Records of labeled points
━━━━━━━━━━━━━━━━━━━━
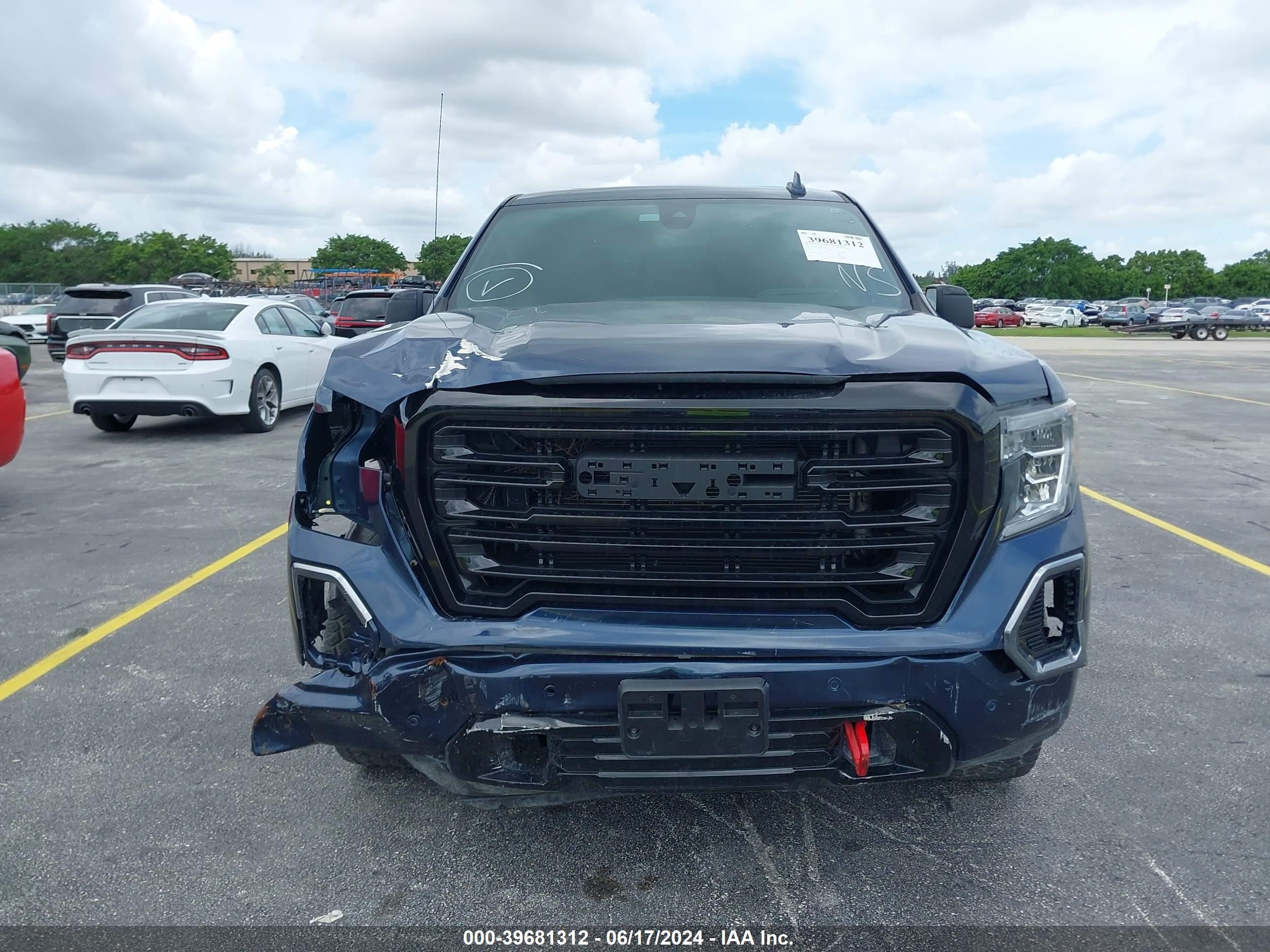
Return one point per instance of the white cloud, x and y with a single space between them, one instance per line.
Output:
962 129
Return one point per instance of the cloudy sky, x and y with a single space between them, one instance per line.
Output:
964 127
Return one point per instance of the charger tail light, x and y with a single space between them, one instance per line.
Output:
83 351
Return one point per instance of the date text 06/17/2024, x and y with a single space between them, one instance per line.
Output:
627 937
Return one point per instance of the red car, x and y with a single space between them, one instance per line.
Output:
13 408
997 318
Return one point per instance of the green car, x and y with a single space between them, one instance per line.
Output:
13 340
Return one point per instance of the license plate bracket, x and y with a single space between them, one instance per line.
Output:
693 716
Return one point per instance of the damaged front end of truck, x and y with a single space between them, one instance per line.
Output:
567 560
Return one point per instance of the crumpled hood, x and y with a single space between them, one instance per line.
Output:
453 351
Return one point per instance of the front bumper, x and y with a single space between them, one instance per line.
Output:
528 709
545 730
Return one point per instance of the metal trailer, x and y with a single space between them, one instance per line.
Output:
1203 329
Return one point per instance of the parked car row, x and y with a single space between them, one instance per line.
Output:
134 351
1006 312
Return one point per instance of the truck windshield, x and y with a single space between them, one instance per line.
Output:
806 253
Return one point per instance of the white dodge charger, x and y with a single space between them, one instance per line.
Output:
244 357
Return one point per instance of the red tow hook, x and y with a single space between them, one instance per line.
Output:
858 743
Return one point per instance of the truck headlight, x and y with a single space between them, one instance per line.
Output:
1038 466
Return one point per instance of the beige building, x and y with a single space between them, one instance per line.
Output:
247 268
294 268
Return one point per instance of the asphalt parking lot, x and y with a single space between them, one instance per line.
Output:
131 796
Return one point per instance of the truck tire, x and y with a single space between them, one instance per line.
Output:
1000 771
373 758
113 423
━━━━━━━━━━━━━━━━━━━━
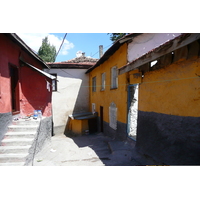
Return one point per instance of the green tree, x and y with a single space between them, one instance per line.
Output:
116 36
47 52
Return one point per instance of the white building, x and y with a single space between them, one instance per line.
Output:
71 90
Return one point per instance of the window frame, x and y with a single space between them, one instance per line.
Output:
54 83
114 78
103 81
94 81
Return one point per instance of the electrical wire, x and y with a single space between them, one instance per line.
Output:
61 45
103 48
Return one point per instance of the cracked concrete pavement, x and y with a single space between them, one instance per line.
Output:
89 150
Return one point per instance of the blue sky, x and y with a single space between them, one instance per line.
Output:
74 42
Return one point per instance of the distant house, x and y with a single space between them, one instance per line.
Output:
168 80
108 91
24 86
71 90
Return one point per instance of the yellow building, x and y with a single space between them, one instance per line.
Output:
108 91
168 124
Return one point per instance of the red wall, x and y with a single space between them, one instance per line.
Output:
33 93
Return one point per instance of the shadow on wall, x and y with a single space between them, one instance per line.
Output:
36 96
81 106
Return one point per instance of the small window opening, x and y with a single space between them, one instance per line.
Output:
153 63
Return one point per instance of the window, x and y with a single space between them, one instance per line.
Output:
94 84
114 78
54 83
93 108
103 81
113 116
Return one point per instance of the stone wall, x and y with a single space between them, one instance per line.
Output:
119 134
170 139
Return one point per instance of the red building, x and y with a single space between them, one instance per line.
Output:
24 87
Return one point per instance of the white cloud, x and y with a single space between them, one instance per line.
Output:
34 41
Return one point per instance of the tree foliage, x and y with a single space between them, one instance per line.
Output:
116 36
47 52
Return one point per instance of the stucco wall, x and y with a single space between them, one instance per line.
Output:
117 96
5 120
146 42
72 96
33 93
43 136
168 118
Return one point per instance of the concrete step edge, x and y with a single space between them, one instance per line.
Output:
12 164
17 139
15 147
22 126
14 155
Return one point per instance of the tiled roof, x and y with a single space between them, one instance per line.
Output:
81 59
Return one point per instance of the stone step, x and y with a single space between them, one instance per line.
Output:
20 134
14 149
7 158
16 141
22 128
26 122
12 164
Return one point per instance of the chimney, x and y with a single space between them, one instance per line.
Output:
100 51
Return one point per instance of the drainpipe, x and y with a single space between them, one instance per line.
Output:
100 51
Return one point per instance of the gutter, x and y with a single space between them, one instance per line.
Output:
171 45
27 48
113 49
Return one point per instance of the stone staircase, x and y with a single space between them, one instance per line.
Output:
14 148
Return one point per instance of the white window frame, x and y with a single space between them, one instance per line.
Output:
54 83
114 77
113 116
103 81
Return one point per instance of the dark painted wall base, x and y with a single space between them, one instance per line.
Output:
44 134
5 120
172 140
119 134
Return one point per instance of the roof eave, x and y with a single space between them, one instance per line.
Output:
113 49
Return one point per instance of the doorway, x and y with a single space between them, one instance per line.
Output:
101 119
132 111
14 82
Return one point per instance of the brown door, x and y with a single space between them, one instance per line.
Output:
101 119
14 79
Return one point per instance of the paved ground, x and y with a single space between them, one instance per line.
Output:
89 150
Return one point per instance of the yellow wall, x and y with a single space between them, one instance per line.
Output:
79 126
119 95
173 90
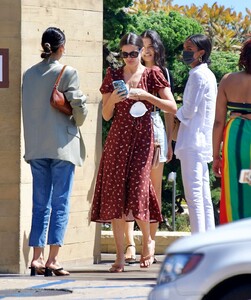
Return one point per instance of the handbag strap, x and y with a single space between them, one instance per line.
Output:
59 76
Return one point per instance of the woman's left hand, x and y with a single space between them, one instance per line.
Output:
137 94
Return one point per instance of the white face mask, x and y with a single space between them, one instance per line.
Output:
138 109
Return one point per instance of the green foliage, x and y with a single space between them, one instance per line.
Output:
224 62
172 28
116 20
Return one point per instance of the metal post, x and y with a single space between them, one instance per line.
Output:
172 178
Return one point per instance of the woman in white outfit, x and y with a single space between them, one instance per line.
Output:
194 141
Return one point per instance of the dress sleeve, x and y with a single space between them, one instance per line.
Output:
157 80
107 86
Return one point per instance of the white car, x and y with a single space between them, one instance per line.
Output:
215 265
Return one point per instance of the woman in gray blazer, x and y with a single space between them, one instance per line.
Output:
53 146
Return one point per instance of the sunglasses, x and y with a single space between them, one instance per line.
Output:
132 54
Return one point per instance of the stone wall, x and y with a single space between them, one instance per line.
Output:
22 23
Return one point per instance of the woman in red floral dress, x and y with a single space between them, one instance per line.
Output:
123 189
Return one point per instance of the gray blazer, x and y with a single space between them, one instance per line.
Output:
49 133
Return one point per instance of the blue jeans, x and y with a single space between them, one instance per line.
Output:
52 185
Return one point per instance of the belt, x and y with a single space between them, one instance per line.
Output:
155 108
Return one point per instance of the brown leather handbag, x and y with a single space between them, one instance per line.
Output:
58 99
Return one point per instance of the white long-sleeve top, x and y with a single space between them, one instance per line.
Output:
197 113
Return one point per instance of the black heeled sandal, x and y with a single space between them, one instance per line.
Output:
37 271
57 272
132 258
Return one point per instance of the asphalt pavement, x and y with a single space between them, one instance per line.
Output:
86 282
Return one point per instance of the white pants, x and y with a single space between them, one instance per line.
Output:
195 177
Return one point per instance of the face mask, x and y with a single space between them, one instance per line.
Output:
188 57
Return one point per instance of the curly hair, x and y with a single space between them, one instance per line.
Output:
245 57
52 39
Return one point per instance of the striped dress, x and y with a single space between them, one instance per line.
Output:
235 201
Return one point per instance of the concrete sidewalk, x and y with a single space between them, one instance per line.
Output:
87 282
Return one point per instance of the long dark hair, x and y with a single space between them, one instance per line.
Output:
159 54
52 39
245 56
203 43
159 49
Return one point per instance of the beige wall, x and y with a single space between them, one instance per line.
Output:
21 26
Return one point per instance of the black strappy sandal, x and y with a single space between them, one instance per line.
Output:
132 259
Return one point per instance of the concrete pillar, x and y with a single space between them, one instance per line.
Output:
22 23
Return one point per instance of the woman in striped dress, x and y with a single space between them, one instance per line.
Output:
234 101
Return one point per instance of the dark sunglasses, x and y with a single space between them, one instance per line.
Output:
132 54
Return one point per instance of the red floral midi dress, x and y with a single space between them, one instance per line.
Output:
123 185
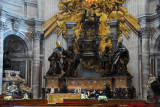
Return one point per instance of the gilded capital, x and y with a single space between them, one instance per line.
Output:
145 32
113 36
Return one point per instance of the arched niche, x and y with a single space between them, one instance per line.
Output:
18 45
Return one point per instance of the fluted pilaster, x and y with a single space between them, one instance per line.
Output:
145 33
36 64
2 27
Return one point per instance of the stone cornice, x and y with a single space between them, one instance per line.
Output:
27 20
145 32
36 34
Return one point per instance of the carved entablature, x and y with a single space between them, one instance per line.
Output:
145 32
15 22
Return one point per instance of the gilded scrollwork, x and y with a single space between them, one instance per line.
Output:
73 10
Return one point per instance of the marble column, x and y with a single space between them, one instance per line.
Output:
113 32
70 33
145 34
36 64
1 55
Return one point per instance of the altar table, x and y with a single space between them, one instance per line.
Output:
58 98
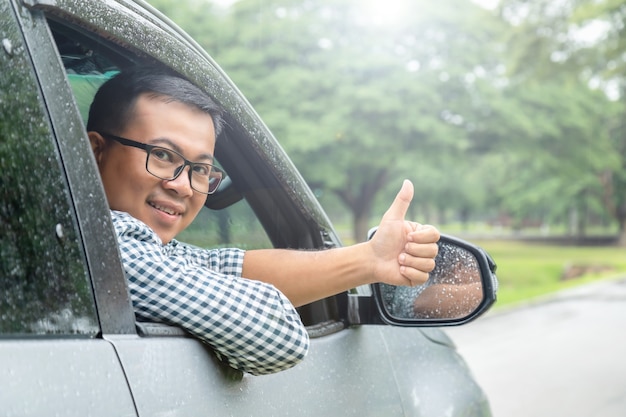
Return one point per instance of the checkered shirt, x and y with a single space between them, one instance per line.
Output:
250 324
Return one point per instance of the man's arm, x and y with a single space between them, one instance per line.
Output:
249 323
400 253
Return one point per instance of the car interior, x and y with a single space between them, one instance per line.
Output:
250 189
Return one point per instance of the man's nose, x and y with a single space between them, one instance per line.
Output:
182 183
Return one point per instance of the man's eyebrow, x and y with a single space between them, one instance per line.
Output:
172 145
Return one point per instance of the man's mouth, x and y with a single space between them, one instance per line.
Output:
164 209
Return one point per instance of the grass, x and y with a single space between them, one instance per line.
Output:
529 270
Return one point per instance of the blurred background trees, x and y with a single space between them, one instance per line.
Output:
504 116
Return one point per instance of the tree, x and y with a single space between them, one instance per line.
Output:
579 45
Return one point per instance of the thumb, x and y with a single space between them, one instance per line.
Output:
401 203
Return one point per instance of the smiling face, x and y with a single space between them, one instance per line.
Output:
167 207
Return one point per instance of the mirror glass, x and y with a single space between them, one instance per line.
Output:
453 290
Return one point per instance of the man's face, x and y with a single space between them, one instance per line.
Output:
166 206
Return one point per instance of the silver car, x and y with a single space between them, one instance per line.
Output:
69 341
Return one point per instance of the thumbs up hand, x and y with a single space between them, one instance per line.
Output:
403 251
━━━━━━━━━━━━━━━━━━━━
Problem requirements ->
Extract every line of the rows above that contains the string "wall", treating uppercase and lowercase as different.

Correct response ->
Return one point per instance of the red wall, x and y with a single space between them, one instance per line.
Return one point per instance of the shadow on wall, x and y with a single space between them, one instance per line.
Return one point per instance of the stone wall, x and y with a single space between them, one instance per line.
Return one point per instance of the stucco wall, x and y with a single space between them, one instance per line.
Return one point per instance of the dark painted wall base, x and y with a single space between them, one instance per line.
Return one point per instance of the yellow wall, x and y with a single space between them, one instance per line.
Return one point per instance of the stone wall, x and y with a single space between them, one instance per line.
Return one point per instance of the beige wall, x and y with a single space between them, one instance per line.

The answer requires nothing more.